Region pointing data
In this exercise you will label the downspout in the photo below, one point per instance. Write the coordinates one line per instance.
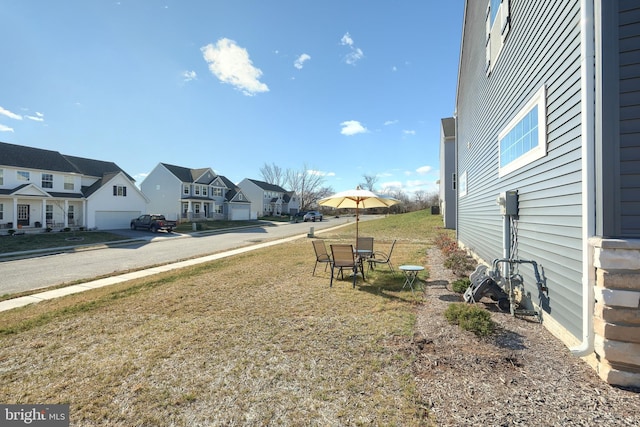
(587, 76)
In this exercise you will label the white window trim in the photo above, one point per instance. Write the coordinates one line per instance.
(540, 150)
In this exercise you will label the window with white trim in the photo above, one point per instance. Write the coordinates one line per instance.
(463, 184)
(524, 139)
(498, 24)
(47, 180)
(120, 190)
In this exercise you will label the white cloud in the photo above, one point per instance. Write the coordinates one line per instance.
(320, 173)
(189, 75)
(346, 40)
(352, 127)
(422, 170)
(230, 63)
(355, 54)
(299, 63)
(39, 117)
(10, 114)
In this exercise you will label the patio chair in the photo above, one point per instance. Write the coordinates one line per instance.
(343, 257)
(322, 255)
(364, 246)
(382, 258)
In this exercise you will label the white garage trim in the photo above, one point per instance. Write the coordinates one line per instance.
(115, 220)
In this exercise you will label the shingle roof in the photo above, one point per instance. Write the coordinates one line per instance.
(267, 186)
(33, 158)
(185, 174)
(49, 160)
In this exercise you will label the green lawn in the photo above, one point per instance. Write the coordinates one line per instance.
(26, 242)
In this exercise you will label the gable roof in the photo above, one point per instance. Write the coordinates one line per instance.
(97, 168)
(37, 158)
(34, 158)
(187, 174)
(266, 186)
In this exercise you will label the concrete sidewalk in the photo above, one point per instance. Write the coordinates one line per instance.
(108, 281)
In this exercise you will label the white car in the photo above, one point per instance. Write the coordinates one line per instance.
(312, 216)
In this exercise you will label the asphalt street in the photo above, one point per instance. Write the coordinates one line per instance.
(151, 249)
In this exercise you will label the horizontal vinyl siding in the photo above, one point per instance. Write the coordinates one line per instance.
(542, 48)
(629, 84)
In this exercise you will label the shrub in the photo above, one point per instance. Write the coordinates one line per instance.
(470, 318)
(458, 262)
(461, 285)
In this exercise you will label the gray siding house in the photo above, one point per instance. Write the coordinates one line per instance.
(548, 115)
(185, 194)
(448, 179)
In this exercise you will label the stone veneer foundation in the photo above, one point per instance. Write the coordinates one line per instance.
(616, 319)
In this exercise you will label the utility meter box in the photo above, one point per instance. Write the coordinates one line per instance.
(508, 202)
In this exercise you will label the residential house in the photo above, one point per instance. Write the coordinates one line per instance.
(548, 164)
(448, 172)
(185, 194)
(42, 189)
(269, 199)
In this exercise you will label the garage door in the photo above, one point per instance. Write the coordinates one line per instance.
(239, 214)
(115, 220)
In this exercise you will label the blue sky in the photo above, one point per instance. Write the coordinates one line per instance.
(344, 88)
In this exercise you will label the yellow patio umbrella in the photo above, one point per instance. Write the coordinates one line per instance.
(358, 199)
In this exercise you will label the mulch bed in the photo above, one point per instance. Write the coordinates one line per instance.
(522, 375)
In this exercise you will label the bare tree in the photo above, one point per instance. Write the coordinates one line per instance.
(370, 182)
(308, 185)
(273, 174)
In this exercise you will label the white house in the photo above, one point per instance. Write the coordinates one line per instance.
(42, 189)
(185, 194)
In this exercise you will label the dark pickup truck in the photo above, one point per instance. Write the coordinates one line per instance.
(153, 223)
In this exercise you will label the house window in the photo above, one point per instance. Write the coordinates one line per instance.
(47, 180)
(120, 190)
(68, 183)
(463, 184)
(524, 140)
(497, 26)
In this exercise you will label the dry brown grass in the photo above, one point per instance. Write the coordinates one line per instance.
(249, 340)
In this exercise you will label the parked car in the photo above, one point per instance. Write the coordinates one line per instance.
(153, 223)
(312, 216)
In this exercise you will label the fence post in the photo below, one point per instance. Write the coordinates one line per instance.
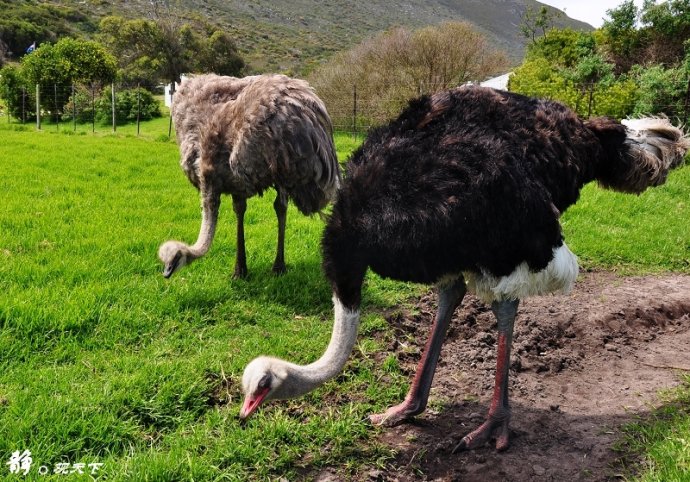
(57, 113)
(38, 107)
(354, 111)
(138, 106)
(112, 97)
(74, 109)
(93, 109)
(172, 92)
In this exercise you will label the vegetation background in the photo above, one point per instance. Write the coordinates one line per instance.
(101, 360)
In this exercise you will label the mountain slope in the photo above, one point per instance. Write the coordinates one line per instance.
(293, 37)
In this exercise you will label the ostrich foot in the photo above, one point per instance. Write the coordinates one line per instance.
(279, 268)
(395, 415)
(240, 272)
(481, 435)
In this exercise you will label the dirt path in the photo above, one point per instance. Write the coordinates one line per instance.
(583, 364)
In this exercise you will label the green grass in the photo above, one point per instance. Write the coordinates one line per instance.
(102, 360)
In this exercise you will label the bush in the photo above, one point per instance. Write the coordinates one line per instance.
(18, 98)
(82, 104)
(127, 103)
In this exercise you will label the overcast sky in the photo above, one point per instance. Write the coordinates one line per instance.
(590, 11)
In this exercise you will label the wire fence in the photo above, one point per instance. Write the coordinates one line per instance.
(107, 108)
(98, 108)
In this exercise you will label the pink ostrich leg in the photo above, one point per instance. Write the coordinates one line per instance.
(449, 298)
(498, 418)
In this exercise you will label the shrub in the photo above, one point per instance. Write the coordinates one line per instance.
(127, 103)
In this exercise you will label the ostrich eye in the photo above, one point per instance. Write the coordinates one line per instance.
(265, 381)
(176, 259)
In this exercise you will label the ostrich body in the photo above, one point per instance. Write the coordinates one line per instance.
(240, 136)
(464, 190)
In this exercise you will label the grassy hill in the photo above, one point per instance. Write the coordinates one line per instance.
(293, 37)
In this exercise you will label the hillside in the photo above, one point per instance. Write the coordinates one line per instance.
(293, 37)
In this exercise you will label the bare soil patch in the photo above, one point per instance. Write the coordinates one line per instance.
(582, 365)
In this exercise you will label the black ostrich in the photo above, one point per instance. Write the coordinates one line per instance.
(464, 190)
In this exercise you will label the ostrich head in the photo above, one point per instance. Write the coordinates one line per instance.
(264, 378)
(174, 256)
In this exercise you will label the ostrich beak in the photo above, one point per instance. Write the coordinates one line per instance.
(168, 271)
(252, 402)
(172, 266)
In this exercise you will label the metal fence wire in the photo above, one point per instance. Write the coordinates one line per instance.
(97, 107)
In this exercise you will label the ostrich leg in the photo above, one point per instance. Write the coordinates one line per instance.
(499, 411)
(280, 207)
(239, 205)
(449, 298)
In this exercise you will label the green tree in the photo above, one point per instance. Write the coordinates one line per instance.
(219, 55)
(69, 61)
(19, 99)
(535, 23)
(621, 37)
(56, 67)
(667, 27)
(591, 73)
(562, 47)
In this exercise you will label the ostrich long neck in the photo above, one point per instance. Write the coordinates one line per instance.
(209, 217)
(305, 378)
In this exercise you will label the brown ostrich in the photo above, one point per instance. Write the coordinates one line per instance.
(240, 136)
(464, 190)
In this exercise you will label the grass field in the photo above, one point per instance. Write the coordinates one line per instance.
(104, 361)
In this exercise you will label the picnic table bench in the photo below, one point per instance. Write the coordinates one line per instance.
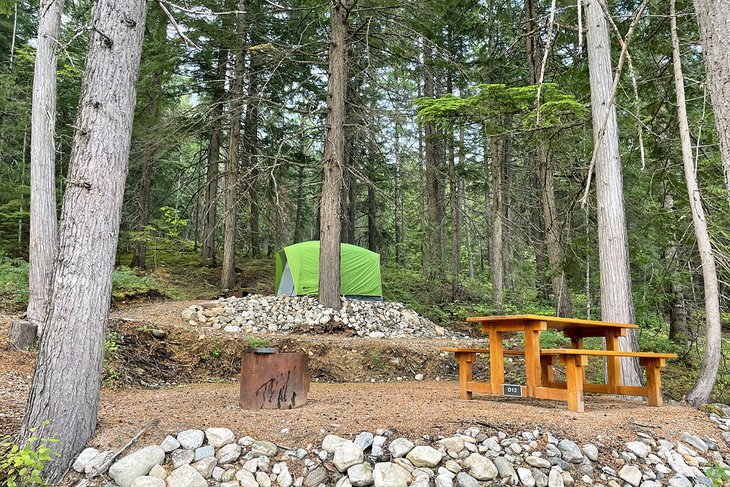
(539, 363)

Required action: Every line above must be printed again exactly, pictures excluded.

Result below:
In this exercise you will label the downspout in the photo below, one point per instance. Write the coordinates one line per instance.
(587, 76)
In this exercise you will label the white window trim in the photo above, one point per instance. Write the coordinates one line per instance.
(540, 150)
In this exercise you will label the window with white trim in the photo above, one point per instance. Write the coordinates one line per instance.
(463, 184)
(524, 139)
(498, 24)
(47, 180)
(120, 190)
In this exercise you will label the white cloud in the photo above, one point per instance. Write the coordinates one line per instance.
(320, 173)
(189, 75)
(346, 40)
(352, 127)
(422, 170)
(230, 63)
(355, 54)
(299, 63)
(39, 117)
(10, 114)
In this exercise you will label the patio chair in the photo above, one point per instance. Write the coordinates one line per instance.
(343, 257)
(322, 255)
(364, 246)
(382, 258)
In this exercise you will label the white garage trim in the photo above, one point per instance. Write the coordinates one line per instance.
(115, 220)
In this exercise you will label the shingle roof in the photo above, one point per instance. Write the coordinates one line per instance.
(267, 186)
(33, 158)
(185, 174)
(49, 160)
In this exercise you will label the green lawn in the photo above, one point per instance. Write the coordinates one line per instance.
(26, 242)
In this exercise you will label the gable roof in the photo above, one point per instance. Write the coordinates one line per instance.
(97, 168)
(37, 158)
(34, 158)
(187, 174)
(266, 186)
In this exercise you will label the concrete sidewalk in the photo above, one point per instance. Write the coordinates one line per instance.
(108, 281)
In this exercise you will label the white car in the photo above, one point per instance. Write the coordinates one line per instance.
(312, 216)
In this exercise you will label the asphalt street in the photo above, one point per instance. Write the coordinates one line per instance.
(151, 249)
In this exercise you will label the horizontal vinyl siding in the photo above, one point per instance. Write the coordinates one line per instance.
(542, 48)
(629, 84)
In this exercise you will label the shrub in the photo above, one point per instance. Write the coordinates one line per instance.
(470, 318)
(458, 262)
(461, 285)
In this exercise you will label the gray siding house in the photo above, one point per instance. Write the coordinates one line per instance.
(548, 115)
(185, 194)
(448, 179)
In this exercise you will label the stone veneer foundation in the photo above, one point per instance. Write the coordinates one line per instance.
(616, 319)
In this exercise you will label the utility meter box in the photo above, one point per instance. Write the coordinates one line per instance.
(508, 202)
In this exercise you will label the residential house in the photo above, one point per instance. Write the coordinates one line per instance.
(548, 164)
(448, 172)
(185, 194)
(42, 189)
(269, 199)
In this exercise you will label the garage door in the photo above, one point per instance. Write the coordinates one line per instance.
(239, 214)
(115, 220)
In this exercise you will label the blue sky in the photo above, one point per instance. Write the coordinates one line per instance.
(344, 88)
In this exercise you will label the yellow patio umbrella in the photo above, one point per instance. Write the coordinates one line per instance.
(358, 199)
In this exercise you will label the mulch bed in the photo above, one point per instance. Write the coordinates one line per instance.
(522, 375)
In this exercise you will label the bare tree in the photo above, one point per instance. Write the coordinates one line per instance.
(370, 182)
(308, 185)
(273, 174)
In this exercise you will label the white house in the photo above, one point per instance. Write the coordinates one line per instance.
(42, 189)
(185, 194)
In this exercise you will label the dark pickup truck in the photo above, one point per instance. Write the coordinates one line per instance.
(153, 223)
In this exercise you will label the house window in the photo above, one point per instance. Write the coordinates one line per instance.
(47, 180)
(120, 190)
(68, 183)
(463, 184)
(524, 140)
(497, 26)
In this exercise you will label the dry brown grass in the photo above, one point per instance. Write the coordinates one line per instance.
(249, 340)
In this exercise you will label the parked car in the photo above, one point per instance. Write the coordinates one line per instance.
(153, 223)
(312, 216)
In this exercise you will label the fence post in the photo below, one point per instance. Write the coordinates one line per instance.
(57, 113)
(38, 107)
(354, 111)
(138, 106)
(112, 97)
(74, 109)
(93, 109)
(172, 92)
In this exercise you will label the vegetation background in the photo above, one point per instance. Write the coordinates one line per instance.
(101, 360)
In this exercise you will label the mountain slope in the photo above, one point per instance. Write the coordinates one line per instance.
(293, 37)
In this exercise you will label the ostrich foot in the photo above, one point per instance. Write the coordinates one line per instance.
(279, 268)
(395, 415)
(240, 272)
(481, 435)
In this exercise you will label the dirt path in the photo above, one point per instance. Write the coordinates one line per instance.
(583, 364)
In this exercise you will label the green grass in the photo above, one point per instance. Write the coordinates one line per instance.
(102, 360)
In this exercise you will label the bush in the photo above, one point per instance. Write the coordinates one line per instance.
(18, 98)
(82, 104)
(127, 103)
In this exercise you will label the overcast sky in the photo above, one point per instance. Write the coordinates one line per instance.
(590, 11)
In this exercise you will label the wire fence in the photo above, one point per instance. Write the coordinates one line per instance.
(107, 108)
(98, 108)
In this exercise you will label the pink ostrich leg in the photo above, one point per instance. Write the coordinates one line per instance.
(449, 298)
(498, 418)
In this exercise you will label the shrub in the photo above, one point per instance. Write the coordinates one line per instance.
(127, 103)
In this exercise you will label the ostrich eye in the photo above, one point per instance. Write the coordinates one line per instance.
(265, 381)
(176, 259)
In this exercise you will label the ostrich body in the photo above, one point per instance. Write the coordinates one line per instance.
(240, 136)
(464, 190)
In this exercise you will label the grassy hill in the photo above, one point per instance. Write the coordinates one line per instance.
(293, 37)
In this exercise you will label the hillside in the photo above, one point per instance. Write the coordinates one line per instance.
(293, 37)
In this exercise you will label the bare soil patch in the photo above, one point per instance. Write the coordinates one line per instance.
(582, 365)
In this exercise you will label the black ostrich in the photo above, one point per instance. Write the coordinates one line per instance.
(464, 190)
In this exercise you will label the ostrich head in the photo above, one point per instance. Write the coordinates one line per instance.
(264, 378)
(174, 256)
In this exercise you will label the ostrich beak in the photo above, one point per instance. Write the coordinates one line per instance.
(168, 271)
(252, 402)
(172, 266)
In this exercise you will label the metal fence wire in the photo above, one point per instance. Write the coordinates one line per instance.
(97, 107)
In this exercise you will label the ostrich leg in the photo above, one point per instance. Write the coordinates one line per instance.
(499, 411)
(280, 207)
(239, 205)
(449, 298)
In this exercise you will label the green tree in the photo above, one point per instance. Write the coordinates one line per instance.
(219, 55)
(69, 61)
(19, 99)
(535, 23)
(621, 37)
(56, 67)
(667, 27)
(591, 73)
(562, 47)
In this exercise you will label the ostrich long neck in the photo above, one point per instance. Write the coordinates one line per instance.
(209, 217)
(305, 378)
In this exercise you will label the brown ostrich in the photo above, one point per instance. Write the coordinates one line per instance.
(240, 136)
(464, 190)
In this exercise you will label the grass field in the photo above, one point per instance. Write the coordinates one line per instance.
(104, 361)
In this exercise you will label the picnic table bench in the photo below, one point per instance. Write the coordinates one line per instance.
(539, 363)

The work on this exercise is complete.